Excerpts from point annotation data
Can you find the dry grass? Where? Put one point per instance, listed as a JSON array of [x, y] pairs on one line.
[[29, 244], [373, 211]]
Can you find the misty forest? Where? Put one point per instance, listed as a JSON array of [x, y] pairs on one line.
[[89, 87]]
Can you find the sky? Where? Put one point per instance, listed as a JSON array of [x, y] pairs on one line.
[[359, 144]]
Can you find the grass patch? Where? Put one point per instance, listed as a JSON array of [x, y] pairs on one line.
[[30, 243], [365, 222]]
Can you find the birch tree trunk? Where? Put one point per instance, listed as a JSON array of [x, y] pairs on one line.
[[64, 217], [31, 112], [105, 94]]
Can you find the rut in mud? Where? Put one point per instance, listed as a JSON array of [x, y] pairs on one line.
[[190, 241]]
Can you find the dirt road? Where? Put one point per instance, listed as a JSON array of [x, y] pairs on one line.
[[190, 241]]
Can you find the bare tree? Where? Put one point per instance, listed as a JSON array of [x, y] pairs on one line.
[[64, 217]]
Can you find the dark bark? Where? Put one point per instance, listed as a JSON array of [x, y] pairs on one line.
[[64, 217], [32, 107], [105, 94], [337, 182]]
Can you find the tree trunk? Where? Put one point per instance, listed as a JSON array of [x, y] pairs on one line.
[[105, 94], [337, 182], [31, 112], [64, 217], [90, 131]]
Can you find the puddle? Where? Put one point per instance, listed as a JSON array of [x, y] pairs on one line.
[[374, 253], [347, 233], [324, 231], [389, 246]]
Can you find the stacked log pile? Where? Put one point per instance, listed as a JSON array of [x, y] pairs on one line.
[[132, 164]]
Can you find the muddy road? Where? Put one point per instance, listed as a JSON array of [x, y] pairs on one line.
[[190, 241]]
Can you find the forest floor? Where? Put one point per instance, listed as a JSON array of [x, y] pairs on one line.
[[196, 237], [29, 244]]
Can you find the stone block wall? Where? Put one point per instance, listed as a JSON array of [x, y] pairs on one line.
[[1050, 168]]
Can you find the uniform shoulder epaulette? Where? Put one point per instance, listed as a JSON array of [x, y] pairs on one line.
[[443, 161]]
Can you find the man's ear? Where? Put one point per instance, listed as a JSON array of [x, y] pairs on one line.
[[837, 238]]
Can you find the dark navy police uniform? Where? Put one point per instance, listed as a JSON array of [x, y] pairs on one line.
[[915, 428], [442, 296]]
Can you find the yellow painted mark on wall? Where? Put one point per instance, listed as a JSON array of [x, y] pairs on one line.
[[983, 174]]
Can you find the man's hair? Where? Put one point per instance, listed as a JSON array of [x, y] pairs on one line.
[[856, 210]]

Exercise goal
Please update the data above so that every "JSON array" reads "JSON list", keeping all other text the same.

Solution below
Can you find the dry grass? Where? Put one point per instance, listed as a JSON list of [x, y] pairs on one line.
[[29, 244], [373, 211]]
Can you find the misty forest? Where? Put one point per instance, listed as a JSON list of [x, y] pairs on one line.
[[89, 87]]
Can you find the sky? Where? Put one point per instance, listed as a JSON list of [x, y] pairs on one line.
[[359, 144]]
Can you find the grass patch? Where? Put one point per instance, listed as a JSON list of [x, y] pairs on one line.
[[30, 243], [365, 222]]
Can you find the birch tree trunk? Where? Put one point per instance, listed as a JSON list of [x, y] pairs on one line.
[[64, 217], [31, 112], [105, 94]]
Can you find the rut in mud? Where? Put one point per instance, listed as a JSON list of [x, y] pairs on one line.
[[190, 241]]
Can you find the dirt road? Where? Put one point per instance, listed as a JSON list of [x, y] pairs on one line.
[[190, 241]]
Can you find the bare tree? Where? Put one point per instance, listed as a JSON list of [x, y] pairs on one line.
[[64, 217]]
Can you find the dark bark? Where? Put one point per instance, listed as a JSON list of [x, y] pairs on one line.
[[64, 217], [32, 107], [105, 94], [337, 182]]
Can you find the tree trunk? Where? Put one point per instance, listed as a JSON list of [x, y] pairs on one line.
[[105, 94], [337, 182], [31, 112], [64, 217], [90, 131]]
Can you find the puddle? Where? Put one point per instance, listed as a JSON list of [x, y] pairs on one line.
[[374, 253], [347, 233], [324, 231], [389, 246]]
Can you find the stacked log pile? Where? Put one point per instance, listed as a JSON list of [x, y] pairs on one line.
[[132, 164]]
Can you find the muddy road? Where? Put one point per instance, listed as a JSON list of [x, y] pairs on one line.
[[190, 241]]
Can you find the forest floor? Where? Put one point per instance, listed as a JSON list of [x, y] pairs on one line.
[[196, 237], [29, 244]]
Can you find the stone block wall? Where? Put one point per instance, listed as a JSON list of [x, y] pairs on one line.
[[1050, 168]]
Can you find the uniform shoulder epaulette? Where? Put one point per instance, listed as a JSON list of [x, y] pairs on one line.
[[443, 161]]
Can you find the man's ear? Where? Put one point per instance, listed as a JSON list of [x, y] pairs on one line.
[[837, 238]]
Can you find the dark navy police uniform? Where? Put one point per instance, listed as a JSON list of [x, y] pairs on one line.
[[915, 428], [442, 296]]
Can you find the yellow painted mark on wall? Where? Put one point per instance, listed as a JSON list of [x, y] pairs on one line.
[[983, 174]]
Can you find the man's hair? Where? Put one point per instance, listed as a JSON list of [x, y] pairs on one line.
[[856, 210]]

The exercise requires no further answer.